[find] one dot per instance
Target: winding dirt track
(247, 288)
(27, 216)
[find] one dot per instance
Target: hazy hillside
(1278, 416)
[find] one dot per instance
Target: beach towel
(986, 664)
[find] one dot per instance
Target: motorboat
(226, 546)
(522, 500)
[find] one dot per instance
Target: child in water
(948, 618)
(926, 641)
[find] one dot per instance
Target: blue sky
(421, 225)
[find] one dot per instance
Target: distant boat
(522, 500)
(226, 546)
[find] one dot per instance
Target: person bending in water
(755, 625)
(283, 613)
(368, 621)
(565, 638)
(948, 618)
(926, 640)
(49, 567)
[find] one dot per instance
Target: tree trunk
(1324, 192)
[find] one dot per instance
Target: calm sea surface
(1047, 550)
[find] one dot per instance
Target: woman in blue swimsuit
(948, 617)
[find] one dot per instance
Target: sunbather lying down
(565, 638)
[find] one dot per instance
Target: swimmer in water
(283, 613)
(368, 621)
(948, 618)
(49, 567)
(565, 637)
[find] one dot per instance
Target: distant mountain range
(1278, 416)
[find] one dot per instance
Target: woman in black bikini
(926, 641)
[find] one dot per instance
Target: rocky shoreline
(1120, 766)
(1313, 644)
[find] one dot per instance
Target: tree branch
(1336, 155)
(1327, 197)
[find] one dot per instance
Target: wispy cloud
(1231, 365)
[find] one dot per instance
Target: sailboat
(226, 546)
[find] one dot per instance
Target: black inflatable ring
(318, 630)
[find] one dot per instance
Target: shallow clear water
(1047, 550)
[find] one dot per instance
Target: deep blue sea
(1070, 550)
────────
### Work item
The reply must hold exactly the lines from the one containing "Target: distant mountain range" to the last line of the entries, and nothing more.

### Solution for this problem
Target: distant mountain range
(1278, 416)
[find] one dot per instance
Target: woman in black bikini
(926, 641)
[find] one dot per instance
Target: rocky shoreline
(1120, 766)
(1313, 644)
[find] one dot per instance
Target: tree branch
(1336, 155)
(1327, 197)
[find] one dot per instance
Target: wispy cloud
(1231, 365)
[find] one dot per instance
Target: sailboat
(226, 546)
[find] one dot per instance
Target: black inflatable ring
(318, 630)
[find] one dot per instance
Target: shallow clear water
(1047, 550)
[find] one dot per instance
Target: deep blue sea
(1070, 550)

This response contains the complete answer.